• [About this exercise]:
Check each line of the material below for the string "asphalt" and reply with how many have it, nothing more.
** Opening Supplied entries block **
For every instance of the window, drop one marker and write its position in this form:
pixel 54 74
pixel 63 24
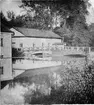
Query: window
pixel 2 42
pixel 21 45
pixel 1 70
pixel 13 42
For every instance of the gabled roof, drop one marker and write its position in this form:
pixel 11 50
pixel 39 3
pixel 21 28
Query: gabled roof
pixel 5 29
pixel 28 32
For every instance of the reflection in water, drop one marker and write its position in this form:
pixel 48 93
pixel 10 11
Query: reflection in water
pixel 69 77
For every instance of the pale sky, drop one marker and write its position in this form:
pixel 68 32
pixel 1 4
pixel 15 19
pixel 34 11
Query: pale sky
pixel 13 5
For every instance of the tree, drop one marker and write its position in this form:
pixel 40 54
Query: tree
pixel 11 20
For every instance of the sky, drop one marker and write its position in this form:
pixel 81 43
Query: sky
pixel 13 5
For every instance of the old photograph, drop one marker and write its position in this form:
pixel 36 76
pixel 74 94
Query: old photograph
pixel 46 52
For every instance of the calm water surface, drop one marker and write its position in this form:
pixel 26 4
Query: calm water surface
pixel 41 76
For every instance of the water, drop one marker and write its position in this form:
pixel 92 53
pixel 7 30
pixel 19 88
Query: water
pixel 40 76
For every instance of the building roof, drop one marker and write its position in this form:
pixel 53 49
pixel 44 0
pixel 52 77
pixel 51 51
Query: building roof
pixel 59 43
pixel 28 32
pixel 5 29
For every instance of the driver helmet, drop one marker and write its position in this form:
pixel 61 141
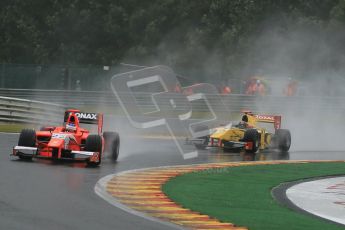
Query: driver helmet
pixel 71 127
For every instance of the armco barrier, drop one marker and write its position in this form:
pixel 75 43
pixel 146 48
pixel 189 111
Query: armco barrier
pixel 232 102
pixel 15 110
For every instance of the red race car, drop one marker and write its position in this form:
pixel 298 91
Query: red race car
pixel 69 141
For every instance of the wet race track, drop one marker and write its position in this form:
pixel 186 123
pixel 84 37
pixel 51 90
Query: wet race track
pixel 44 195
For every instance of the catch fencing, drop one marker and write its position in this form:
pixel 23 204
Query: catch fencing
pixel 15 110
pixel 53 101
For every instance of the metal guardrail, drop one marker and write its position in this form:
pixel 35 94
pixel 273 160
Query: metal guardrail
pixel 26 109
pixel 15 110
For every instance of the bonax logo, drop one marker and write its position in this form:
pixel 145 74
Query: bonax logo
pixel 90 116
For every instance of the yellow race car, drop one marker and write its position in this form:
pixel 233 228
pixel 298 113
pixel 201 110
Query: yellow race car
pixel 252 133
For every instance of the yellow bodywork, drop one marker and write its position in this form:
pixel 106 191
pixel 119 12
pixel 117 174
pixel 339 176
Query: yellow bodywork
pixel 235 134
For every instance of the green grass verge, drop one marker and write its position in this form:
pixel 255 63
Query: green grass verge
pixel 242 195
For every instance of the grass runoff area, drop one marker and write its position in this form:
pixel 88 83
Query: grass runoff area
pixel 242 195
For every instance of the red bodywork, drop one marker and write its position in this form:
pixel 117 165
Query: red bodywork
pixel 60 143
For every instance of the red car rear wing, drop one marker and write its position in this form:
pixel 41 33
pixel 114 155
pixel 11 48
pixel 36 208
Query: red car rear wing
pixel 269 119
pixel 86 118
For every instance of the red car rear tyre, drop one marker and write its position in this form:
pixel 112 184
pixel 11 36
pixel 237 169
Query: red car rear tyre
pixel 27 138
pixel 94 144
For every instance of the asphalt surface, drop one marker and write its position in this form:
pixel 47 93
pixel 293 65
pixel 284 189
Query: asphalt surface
** Closing Supplied entries block **
• [Result for this exercise]:
2